• [Problem details]: Rewrite the records below as a JSON list of strings, with one string for each line and no blank lines.

----- Data for analysis -----

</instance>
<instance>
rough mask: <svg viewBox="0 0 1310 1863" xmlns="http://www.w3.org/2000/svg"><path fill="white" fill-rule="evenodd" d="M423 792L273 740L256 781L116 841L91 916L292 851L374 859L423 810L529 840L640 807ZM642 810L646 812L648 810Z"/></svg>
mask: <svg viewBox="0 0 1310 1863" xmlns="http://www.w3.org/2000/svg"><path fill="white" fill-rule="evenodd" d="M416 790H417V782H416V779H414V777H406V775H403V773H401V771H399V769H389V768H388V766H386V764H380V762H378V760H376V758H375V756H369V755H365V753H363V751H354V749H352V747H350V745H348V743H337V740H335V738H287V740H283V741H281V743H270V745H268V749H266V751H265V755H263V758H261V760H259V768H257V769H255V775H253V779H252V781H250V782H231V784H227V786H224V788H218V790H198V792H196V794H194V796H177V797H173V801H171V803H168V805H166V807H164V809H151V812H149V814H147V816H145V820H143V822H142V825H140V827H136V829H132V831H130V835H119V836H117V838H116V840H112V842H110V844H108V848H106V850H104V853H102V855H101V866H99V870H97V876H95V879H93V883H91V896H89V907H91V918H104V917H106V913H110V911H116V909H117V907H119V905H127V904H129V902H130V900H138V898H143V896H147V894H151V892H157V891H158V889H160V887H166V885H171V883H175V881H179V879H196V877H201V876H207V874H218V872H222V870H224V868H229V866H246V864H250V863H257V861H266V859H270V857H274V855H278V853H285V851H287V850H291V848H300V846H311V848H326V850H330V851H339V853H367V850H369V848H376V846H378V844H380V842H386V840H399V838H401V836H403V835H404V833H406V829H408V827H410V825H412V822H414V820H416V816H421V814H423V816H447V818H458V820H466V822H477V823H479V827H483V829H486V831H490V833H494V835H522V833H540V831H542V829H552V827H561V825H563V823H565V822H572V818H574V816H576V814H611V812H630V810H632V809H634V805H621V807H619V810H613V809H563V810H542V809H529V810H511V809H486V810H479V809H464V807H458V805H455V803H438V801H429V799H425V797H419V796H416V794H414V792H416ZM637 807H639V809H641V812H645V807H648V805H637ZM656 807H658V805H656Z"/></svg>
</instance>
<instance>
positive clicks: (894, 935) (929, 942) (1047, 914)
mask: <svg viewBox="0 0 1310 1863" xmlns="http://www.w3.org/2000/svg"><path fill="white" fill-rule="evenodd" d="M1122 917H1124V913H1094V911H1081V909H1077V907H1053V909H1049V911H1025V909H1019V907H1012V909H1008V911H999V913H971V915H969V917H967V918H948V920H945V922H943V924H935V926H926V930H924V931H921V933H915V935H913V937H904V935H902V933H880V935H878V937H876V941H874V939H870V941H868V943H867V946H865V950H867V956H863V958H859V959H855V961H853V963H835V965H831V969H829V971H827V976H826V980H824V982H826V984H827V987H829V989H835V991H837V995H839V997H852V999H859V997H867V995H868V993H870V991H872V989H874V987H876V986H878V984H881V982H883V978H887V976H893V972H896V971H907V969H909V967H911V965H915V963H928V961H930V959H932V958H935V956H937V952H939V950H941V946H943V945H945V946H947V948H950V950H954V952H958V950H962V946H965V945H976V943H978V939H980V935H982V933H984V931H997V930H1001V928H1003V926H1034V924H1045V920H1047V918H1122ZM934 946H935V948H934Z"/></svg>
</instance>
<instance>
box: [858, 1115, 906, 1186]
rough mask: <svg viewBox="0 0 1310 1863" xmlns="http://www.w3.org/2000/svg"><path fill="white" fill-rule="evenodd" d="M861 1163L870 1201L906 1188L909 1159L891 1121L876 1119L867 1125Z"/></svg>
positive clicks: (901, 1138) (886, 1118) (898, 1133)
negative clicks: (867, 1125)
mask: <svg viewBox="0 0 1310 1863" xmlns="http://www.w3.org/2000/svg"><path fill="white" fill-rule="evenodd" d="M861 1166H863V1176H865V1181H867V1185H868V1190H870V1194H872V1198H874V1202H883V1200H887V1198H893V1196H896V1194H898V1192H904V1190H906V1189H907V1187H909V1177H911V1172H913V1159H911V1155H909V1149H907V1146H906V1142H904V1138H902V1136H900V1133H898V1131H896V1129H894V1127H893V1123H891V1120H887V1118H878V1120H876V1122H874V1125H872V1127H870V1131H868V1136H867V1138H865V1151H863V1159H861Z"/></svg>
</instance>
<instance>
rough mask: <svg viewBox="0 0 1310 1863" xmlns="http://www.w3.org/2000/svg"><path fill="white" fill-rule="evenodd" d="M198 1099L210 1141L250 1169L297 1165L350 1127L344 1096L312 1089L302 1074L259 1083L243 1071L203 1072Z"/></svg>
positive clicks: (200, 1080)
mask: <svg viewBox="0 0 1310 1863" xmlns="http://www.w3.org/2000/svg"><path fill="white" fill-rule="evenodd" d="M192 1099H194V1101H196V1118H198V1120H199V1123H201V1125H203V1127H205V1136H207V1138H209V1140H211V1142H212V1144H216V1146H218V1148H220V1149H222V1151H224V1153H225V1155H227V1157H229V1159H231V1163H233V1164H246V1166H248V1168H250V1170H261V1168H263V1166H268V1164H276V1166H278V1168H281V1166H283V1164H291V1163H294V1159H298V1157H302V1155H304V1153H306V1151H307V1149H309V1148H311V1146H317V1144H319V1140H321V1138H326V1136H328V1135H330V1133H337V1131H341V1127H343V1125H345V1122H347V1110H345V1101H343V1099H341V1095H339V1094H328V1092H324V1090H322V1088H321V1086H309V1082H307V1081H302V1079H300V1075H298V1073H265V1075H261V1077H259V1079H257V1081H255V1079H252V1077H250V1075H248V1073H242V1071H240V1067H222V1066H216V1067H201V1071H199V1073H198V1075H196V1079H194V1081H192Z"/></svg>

-----

• [Output below]:
[
  "</instance>",
  "<instance>",
  "rough mask: <svg viewBox=\"0 0 1310 1863\" xmlns=\"http://www.w3.org/2000/svg\"><path fill=\"white\" fill-rule=\"evenodd\" d=\"M423 792L273 740L256 781L116 841L91 916L292 851L374 859L423 810L529 840L640 807ZM642 810L646 812L648 810Z\"/></svg>",
  "mask: <svg viewBox=\"0 0 1310 1863\" xmlns=\"http://www.w3.org/2000/svg\"><path fill=\"white\" fill-rule=\"evenodd\" d=\"M416 790H417V782H416V779H414V777H406V775H403V773H401V771H399V769H389V768H388V766H386V764H380V762H378V760H376V758H375V756H369V755H365V753H363V751H354V749H352V747H350V745H348V743H337V740H335V738H287V740H283V741H281V743H270V745H268V749H266V751H265V755H263V758H261V760H259V768H257V769H255V775H253V779H252V781H250V782H231V784H227V786H224V788H218V790H198V792H196V794H194V796H177V797H173V801H171V803H168V805H166V807H164V809H151V812H149V814H147V816H145V820H143V822H142V825H140V827H136V829H132V831H130V835H119V836H117V838H116V840H112V842H110V844H108V848H106V850H104V853H102V855H101V866H99V870H97V876H95V879H93V883H91V896H89V907H91V918H104V917H106V913H110V911H116V909H117V907H119V905H127V904H129V902H130V900H138V898H143V896H147V894H151V892H157V891H158V889H160V887H166V885H171V883H175V881H179V879H196V877H201V876H207V874H218V872H222V870H224V868H229V866H246V864H250V863H257V861H266V859H270V857H274V855H278V853H285V851H287V850H291V848H300V846H311V848H326V850H330V851H339V853H367V850H369V848H376V846H378V844H380V842H386V840H399V838H401V836H403V835H404V833H406V829H408V827H410V825H412V822H414V820H416V816H421V814H423V816H447V818H458V820H466V822H477V823H479V827H483V829H486V831H490V833H494V835H522V833H540V831H542V829H552V827H561V825H563V823H565V822H572V818H574V816H576V814H611V812H630V810H632V809H634V805H621V807H619V810H613V809H563V810H542V809H529V810H511V809H486V810H479V809H464V807H458V805H455V803H438V801H429V799H425V797H419V796H416V794H414V792H416ZM637 807H639V809H641V812H645V807H648V805H637ZM656 807H658V805H656Z\"/></svg>",
  "</instance>",
  "<instance>",
  "positive clicks: (894, 935) (929, 942) (1047, 914)",
  "mask: <svg viewBox=\"0 0 1310 1863\" xmlns=\"http://www.w3.org/2000/svg\"><path fill=\"white\" fill-rule=\"evenodd\" d=\"M1122 917H1124V913H1094V911H1081V909H1077V907H1053V909H1049V911H1025V909H1019V907H1012V909H1008V911H999V913H971V915H969V917H967V918H948V920H945V922H943V924H935V926H926V930H924V931H921V933H915V935H913V937H904V935H902V933H880V935H878V937H876V941H874V939H870V941H868V943H867V946H865V950H867V956H863V958H859V959H855V961H853V963H835V965H831V969H829V971H827V976H826V980H824V982H826V984H827V987H829V989H835V991H837V995H839V997H852V999H859V997H867V995H868V993H870V991H872V989H874V987H876V986H878V984H881V982H883V978H887V976H893V972H896V971H907V969H909V967H911V965H915V963H928V961H930V959H932V958H935V956H937V952H939V950H941V946H943V945H945V946H947V948H950V950H954V952H958V950H962V946H965V945H976V943H978V939H980V935H982V933H984V931H997V930H1001V928H1003V926H1034V924H1045V920H1047V918H1122ZM934 946H935V948H934Z\"/></svg>",
  "</instance>",
  "<instance>",
  "box: [858, 1115, 906, 1186]",
  "rough mask: <svg viewBox=\"0 0 1310 1863\" xmlns=\"http://www.w3.org/2000/svg\"><path fill=\"white\" fill-rule=\"evenodd\" d=\"M861 1163L870 1201L906 1188L909 1159L891 1121L876 1119L867 1125Z\"/></svg>",
  "positive clicks: (901, 1138) (886, 1118) (898, 1133)",
  "negative clicks: (867, 1125)",
  "mask: <svg viewBox=\"0 0 1310 1863\" xmlns=\"http://www.w3.org/2000/svg\"><path fill=\"white\" fill-rule=\"evenodd\" d=\"M861 1166H863V1176H865V1181H867V1185H868V1190H870V1194H872V1198H874V1202H883V1200H887V1198H893V1196H896V1194H898V1192H904V1190H906V1189H907V1187H909V1177H911V1172H913V1159H911V1155H909V1149H907V1146H906V1142H904V1138H902V1136H900V1133H898V1131H896V1129H894V1127H893V1123H891V1120H887V1118H878V1120H876V1122H874V1125H872V1127H870V1131H868V1136H867V1138H865V1151H863V1159H861Z\"/></svg>",
  "</instance>",
  "<instance>",
  "rough mask: <svg viewBox=\"0 0 1310 1863\" xmlns=\"http://www.w3.org/2000/svg\"><path fill=\"white\" fill-rule=\"evenodd\" d=\"M198 1099L210 1141L250 1169L297 1165L350 1127L344 1096L312 1089L302 1074L259 1083L243 1071L203 1072Z\"/></svg>",
  "positive clicks: (200, 1080)",
  "mask: <svg viewBox=\"0 0 1310 1863\" xmlns=\"http://www.w3.org/2000/svg\"><path fill=\"white\" fill-rule=\"evenodd\" d=\"M192 1099H194V1101H196V1118H198V1120H199V1123H201V1125H203V1127H205V1136H207V1138H209V1140H211V1142H212V1144H216V1146H218V1148H220V1149H222V1151H224V1153H225V1155H227V1157H229V1159H231V1163H233V1164H246V1166H248V1168H250V1170H261V1168H263V1166H268V1164H276V1166H278V1168H281V1166H283V1164H291V1163H294V1159H298V1157H302V1155H304V1153H306V1151H307V1149H309V1148H311V1146H317V1144H319V1140H321V1138H326V1136H328V1135H330V1133H337V1131H341V1127H343V1125H345V1122H347V1110H345V1101H343V1099H341V1095H339V1094H328V1092H324V1090H322V1088H321V1086H309V1082H307V1081H302V1079H300V1075H298V1073H265V1075H261V1077H259V1079H257V1081H255V1079H252V1077H250V1075H248V1073H242V1071H240V1067H222V1066H216V1067H201V1071H199V1073H198V1075H196V1079H194V1081H192Z\"/></svg>"
]